The performance analysis of these two examples is flawed. The size of the text of the two assembly programs does not relate in any way to run time performance. In fact, the executable instruction count of the 32-bit version is 11, while the instruction count of the 64-bit one is 5, so at first glance, the 64-bit one would seem to be more optimized. Also note that a special "TAILCALL" technique has been applied to the puts() call, saving some instructions after puts() is done. Is that a feature of the CPU instruction set or the compiler and libraries? Also hard to tell about absolute count of memory fetches (even a 32-bit program can use a 64-bit wide data path.) Also, looks like the 64-bit version has more built-in debug or linking information, unrelated to run-time performance. Both are optimized by not calling printf() at all but recognizing that puts() can be called directly. For a final point, that was not a Microsoft compiler and can't be used to guess at relative performance of Visual Studio-built programs.
 
Setting the above examples aside: generally, a cpu in 64-bit mode has some more registers available and some additional instructions. Whether an arbitrary program can be compiled to use those to good effect is unknown until you see how the compiler has been designed. Also my guess is that running 32-bit plugins in a 64-bit DAW is less efficient (as well as sometimes more troublesome) than 32-32. In any case, any serious debate about this ought to be backed up by reproducible measurements, not code size or instruction count.
 
Bill B.

 The only real difference between the posted example, is that the 64 bit version uses opcodes that work on 64 bits, and the 32 bit version on 32 bits for example:

lea - is "Load Effective Address" ,which loads an address into a register.

the 32 bit version uses leal, which is the "long" or 32 bit version.
the 64 bit version uses leaq, which is the "quad" or 64 bit version (q = quad word or 4 x 16 bit words).


So other than some some-and-mirrors (inclusion of debug data in one example but not the other only serves to confuse average forum members), there is *no* real difference between the two that can be used to imply any kind of performance benefit.

Also realize that besides 64/32 bit:
- There are several command extensions (SSE for example) that can be leveraged by a compiler, if that extension is available on the processor the code is running on.
- There are manufacturer specific tweaks (Intel vs AMD).
- There are Compiler and library performance tweaks (intel vs microsoft vs gnu).
- There are third party libraries that can affect performance as well (SmartHeap for example)

So arguing performance benefits is dubious at best. We do not know what optimizations are used by Cakewalk, if there are hand-written optimizations, what additional libraries Cakewalk used, and how much of the code base contains code rot (old code thats been there for awhile and has been buried under repeated enhancements, making it inefficient, and a maintenance liability).

## Given data
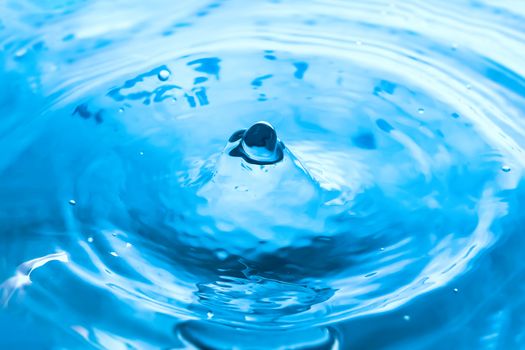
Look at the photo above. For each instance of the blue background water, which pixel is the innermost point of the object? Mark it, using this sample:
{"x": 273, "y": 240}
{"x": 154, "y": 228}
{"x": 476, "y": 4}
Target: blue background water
{"x": 393, "y": 221}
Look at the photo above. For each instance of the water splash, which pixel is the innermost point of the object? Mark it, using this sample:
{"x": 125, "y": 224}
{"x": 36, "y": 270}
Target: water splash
{"x": 396, "y": 177}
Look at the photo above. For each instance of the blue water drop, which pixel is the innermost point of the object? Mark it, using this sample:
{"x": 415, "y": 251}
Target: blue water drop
{"x": 258, "y": 145}
{"x": 164, "y": 75}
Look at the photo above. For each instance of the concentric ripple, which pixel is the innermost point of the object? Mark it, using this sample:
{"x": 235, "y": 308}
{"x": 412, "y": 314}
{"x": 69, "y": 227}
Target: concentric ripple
{"x": 125, "y": 212}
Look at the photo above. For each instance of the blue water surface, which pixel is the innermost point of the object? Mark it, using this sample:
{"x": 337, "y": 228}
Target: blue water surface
{"x": 385, "y": 212}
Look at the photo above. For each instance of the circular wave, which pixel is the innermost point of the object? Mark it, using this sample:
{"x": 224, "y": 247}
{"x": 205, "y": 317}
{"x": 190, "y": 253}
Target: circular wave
{"x": 403, "y": 161}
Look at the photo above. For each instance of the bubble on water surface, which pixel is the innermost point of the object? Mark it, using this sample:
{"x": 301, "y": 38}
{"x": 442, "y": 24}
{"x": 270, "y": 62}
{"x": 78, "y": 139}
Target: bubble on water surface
{"x": 164, "y": 75}
{"x": 344, "y": 206}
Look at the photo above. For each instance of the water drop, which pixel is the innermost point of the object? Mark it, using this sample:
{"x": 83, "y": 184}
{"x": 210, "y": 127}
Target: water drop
{"x": 259, "y": 145}
{"x": 164, "y": 75}
{"x": 221, "y": 254}
{"x": 505, "y": 168}
{"x": 20, "y": 52}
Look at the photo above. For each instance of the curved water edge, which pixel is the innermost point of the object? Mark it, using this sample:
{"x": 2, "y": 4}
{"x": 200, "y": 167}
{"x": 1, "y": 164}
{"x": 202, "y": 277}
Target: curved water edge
{"x": 400, "y": 130}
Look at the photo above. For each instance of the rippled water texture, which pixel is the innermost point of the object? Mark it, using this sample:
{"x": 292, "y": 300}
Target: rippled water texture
{"x": 385, "y": 211}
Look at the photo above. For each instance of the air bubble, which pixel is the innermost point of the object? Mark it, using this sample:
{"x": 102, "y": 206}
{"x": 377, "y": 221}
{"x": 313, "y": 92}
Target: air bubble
{"x": 164, "y": 75}
{"x": 221, "y": 254}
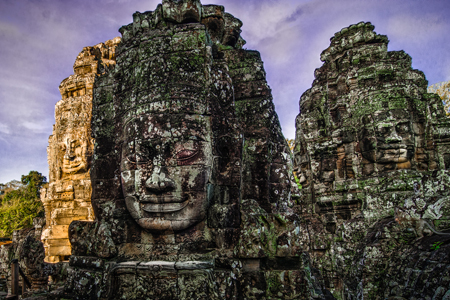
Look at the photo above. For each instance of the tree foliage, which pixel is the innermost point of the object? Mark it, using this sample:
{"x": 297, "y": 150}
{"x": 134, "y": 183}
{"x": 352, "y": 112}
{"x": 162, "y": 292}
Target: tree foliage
{"x": 443, "y": 90}
{"x": 291, "y": 144}
{"x": 20, "y": 205}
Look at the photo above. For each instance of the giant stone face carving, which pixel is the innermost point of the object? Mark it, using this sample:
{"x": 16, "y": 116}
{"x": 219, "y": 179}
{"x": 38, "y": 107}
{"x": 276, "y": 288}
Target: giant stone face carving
{"x": 190, "y": 165}
{"x": 370, "y": 142}
{"x": 165, "y": 165}
{"x": 70, "y": 149}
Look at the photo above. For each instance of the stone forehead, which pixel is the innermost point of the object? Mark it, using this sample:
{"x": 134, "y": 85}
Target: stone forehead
{"x": 150, "y": 126}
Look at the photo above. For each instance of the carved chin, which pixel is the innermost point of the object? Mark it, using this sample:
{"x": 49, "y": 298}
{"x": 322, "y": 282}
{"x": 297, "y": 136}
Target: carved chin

## Set of tasks
1: Switch "carved chin" to "rounded chin" in the part of the listing that opens with the line containing "Look at the photo above. For each instance of the stone" and runs through the end of the listing. Give back only that part, with nothing else changed.
2: Resume the forum thread on 32-bit versus 64-bit performance right after its last sentence.
The text and the listing have no connection to each other.

## Per-task outputs
1:
Look at the photo above. For each instance of the stone forehead, which pixel is the innermost point of the object? Mark it, using this sample:
{"x": 134, "y": 85}
Target: stone forehead
{"x": 150, "y": 126}
Look at the photo above. For each instance of the rounded chin, which pixel is the innermost point of the object? Mark it, using this sample:
{"x": 49, "y": 298}
{"x": 322, "y": 282}
{"x": 297, "y": 136}
Target: rounded chin

2:
The one universal truth about 64 bit code is that it can access a larger address space, which on windows means less swapping of memory regions to the hard disk.

js516

The one universal truth about 64 bit code is that it can access a larger address space, which on windows means less swapping of memory regions to the hard disk.

So, pretty much after all of this ... we've come back to the fundamental fact that the only measurable benefit of 64-bit is being able to access more RAM which is what we all knew already.

Sweet.


Thanks.


LOL!

Sorry, I seem to have stumbled into the wrong thread... where is the door? OH... OK...

I see it...

I always thought Mario 64 was a pretty sweet upgrade from the previous 8 and 16 bit versions....lol

> So, pretty much after all of this ... we've come back to the fundamental fact that the only measurable benefit of 64-bit is being able to access more RAM which is what we all knew already.

Yeap, its like dirt track racing. The more you go around, the dirtier you get. (Dang it lost the quote. got too much mud on my monitor.. lol)
Trivia: How many entendres can you count? }B>

Bub

js516

The one universal truth about 64 bit code is that it can access a larger address space, which on windows means less swapping of memory regions to the hard disk.

So, pretty much after all of this ... we've come back to the fundamental fact that the only measurable benefit of 64-bit is being able to access more RAM which is what we all knew already.

Sweet.


Thanks.


LOL!

@bub: Thanks for some sanity, Bub.  I was beginning to feel like Oliver Douglas in Hooterville....LOL!!

@js516:  You other points (though maybe still debatable) notwithstanding, thanks for reading all that was posted and getting my whole point.

@bvideo: As with js516, I could still debate the issue.  But thanks for understanding what I was trying to get across.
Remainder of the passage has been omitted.